■ Yapılacak iş ■
Aşağıdaki öğelerden "lead" sözcüğünü içeren bütün satırları topla ve her birini aynen kopyala.

Bir koleksiyondan çıkarılmış veriler:
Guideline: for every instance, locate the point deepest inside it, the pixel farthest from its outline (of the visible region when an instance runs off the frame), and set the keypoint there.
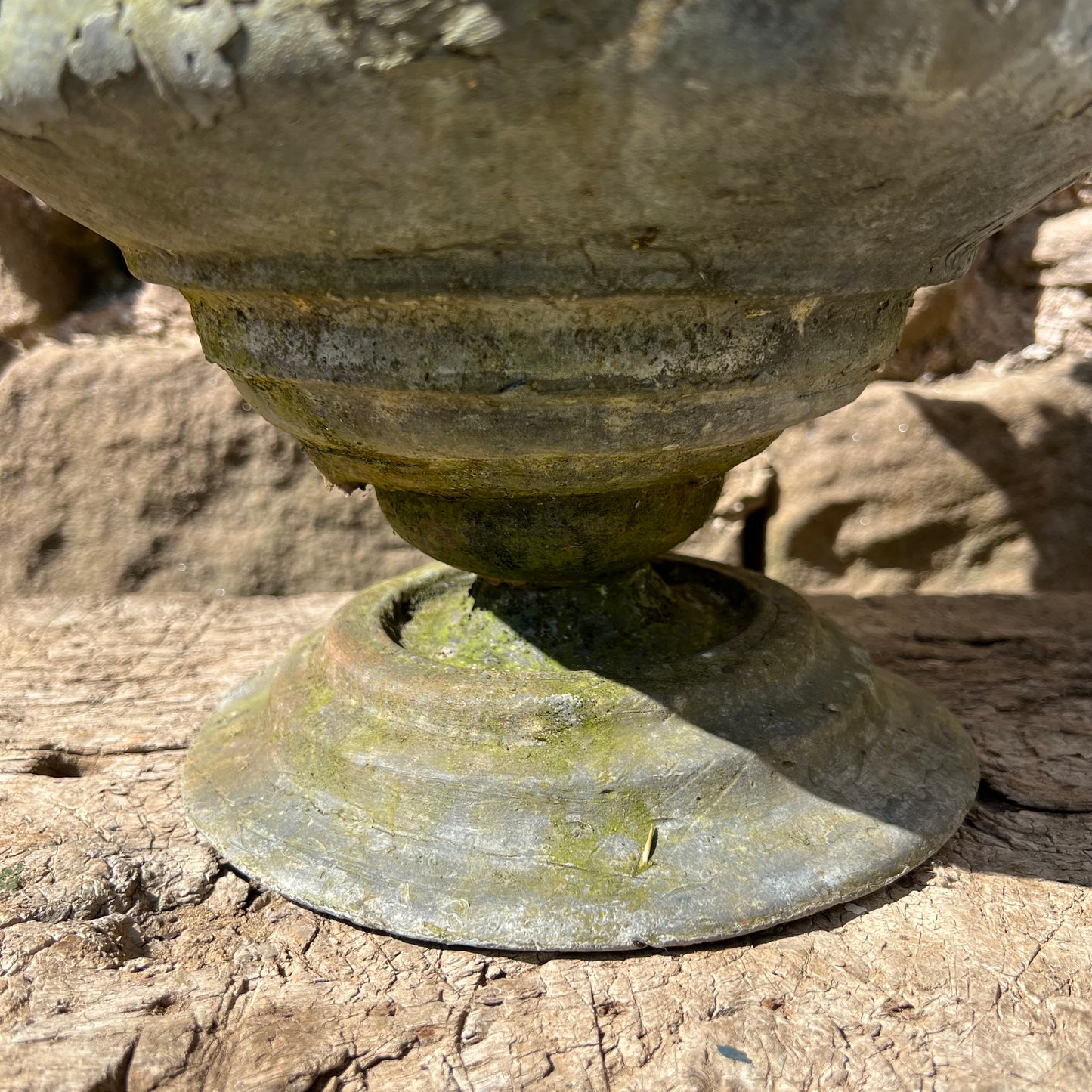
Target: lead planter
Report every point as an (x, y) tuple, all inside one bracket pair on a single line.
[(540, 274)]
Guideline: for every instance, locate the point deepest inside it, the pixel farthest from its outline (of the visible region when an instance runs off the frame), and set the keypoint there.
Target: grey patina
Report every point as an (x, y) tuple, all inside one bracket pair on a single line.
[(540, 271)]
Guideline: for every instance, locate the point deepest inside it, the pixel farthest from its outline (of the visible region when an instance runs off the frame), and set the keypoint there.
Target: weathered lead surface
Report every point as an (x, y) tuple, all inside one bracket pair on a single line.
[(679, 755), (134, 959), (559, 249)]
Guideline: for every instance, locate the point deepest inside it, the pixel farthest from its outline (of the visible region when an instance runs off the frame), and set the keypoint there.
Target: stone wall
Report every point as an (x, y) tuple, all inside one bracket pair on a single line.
==
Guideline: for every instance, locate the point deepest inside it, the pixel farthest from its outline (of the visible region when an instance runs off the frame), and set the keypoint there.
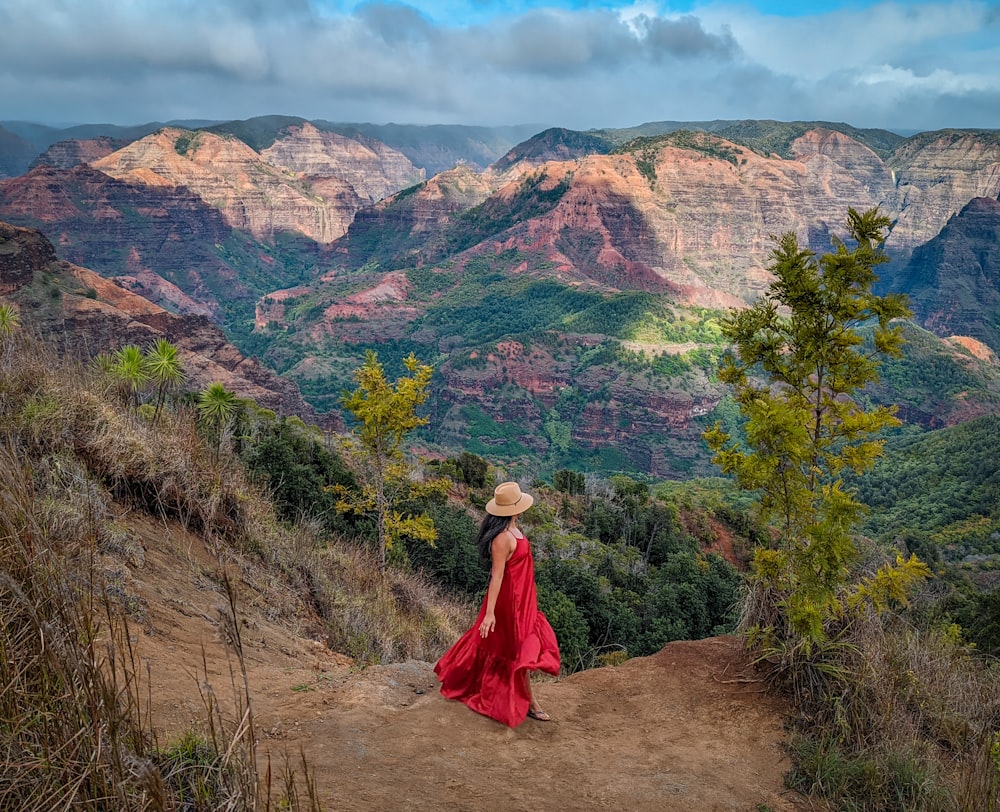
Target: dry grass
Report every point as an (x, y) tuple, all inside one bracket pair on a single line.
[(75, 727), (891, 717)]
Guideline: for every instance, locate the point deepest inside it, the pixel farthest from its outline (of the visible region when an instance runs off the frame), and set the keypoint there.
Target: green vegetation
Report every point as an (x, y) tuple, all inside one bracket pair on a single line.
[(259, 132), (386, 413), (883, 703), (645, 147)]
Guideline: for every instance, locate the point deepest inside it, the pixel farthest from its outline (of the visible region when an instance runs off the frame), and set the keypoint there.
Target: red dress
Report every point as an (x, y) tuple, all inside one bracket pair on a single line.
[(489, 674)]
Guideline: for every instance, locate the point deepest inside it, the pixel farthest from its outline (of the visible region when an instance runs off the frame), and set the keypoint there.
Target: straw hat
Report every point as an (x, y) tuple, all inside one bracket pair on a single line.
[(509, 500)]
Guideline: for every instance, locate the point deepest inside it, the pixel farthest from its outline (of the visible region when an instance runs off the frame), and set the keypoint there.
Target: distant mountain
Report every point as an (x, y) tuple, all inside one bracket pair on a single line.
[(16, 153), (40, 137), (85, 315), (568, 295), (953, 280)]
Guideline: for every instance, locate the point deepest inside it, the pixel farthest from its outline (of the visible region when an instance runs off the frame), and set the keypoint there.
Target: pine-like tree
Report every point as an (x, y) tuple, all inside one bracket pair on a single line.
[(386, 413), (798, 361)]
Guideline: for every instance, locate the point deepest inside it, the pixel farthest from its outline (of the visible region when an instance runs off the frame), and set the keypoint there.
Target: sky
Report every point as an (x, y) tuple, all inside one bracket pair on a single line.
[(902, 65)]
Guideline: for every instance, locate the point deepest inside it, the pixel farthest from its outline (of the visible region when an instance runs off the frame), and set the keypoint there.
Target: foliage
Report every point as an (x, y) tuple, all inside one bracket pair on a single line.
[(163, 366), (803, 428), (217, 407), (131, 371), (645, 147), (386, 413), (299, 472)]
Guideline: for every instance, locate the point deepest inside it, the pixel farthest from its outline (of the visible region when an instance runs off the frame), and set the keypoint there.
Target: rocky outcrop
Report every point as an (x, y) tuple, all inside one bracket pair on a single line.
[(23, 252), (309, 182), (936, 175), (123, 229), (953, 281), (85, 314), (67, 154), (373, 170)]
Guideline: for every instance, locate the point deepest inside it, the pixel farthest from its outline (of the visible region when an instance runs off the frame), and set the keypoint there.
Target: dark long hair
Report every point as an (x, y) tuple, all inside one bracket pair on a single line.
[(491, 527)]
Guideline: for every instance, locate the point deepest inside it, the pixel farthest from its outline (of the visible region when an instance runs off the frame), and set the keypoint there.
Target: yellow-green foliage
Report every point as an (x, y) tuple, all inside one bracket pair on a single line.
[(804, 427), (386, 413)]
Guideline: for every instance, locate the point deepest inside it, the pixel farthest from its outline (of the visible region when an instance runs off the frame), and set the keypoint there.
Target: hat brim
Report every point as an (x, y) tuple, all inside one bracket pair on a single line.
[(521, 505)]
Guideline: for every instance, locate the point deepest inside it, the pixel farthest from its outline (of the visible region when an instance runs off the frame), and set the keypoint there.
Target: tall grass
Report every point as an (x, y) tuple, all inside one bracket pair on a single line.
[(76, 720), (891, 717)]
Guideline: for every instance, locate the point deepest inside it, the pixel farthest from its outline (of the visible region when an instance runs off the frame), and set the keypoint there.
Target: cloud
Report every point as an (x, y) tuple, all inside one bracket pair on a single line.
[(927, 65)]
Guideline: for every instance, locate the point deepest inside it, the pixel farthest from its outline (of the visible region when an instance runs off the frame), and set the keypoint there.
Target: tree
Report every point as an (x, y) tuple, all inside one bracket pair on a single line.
--
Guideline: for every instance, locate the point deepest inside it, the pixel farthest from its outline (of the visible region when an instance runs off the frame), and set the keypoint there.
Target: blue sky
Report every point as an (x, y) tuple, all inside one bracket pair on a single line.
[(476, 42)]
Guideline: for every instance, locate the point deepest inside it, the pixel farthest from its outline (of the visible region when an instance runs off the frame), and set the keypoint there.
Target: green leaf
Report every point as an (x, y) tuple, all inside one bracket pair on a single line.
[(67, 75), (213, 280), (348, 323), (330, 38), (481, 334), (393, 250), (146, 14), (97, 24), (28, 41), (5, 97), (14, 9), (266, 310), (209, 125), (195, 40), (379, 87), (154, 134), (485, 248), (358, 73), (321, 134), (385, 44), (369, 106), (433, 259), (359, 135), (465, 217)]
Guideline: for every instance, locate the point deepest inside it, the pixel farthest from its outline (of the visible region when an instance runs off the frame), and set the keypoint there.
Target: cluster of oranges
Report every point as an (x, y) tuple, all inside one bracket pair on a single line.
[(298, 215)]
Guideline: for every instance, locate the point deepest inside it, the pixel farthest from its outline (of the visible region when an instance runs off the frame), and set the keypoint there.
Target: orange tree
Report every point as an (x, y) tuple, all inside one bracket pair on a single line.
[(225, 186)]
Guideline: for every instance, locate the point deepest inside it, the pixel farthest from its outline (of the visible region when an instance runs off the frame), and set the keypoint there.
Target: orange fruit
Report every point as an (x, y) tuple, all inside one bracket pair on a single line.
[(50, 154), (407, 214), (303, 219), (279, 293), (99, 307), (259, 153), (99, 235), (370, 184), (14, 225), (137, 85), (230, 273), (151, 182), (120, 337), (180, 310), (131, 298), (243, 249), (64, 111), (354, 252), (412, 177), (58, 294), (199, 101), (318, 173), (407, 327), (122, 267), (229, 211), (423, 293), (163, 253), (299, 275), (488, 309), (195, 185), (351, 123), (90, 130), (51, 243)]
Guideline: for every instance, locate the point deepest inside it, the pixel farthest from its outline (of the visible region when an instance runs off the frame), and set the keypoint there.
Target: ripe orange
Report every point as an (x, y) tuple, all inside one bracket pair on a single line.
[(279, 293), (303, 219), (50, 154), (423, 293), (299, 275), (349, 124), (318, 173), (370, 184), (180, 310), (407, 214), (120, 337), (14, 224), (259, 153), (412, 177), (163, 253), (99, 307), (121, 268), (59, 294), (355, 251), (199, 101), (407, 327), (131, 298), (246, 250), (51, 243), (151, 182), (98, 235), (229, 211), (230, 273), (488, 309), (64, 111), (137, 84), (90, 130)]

■ Sonuç aşağıda ■
Target: lead planter
Target: weathered lead surface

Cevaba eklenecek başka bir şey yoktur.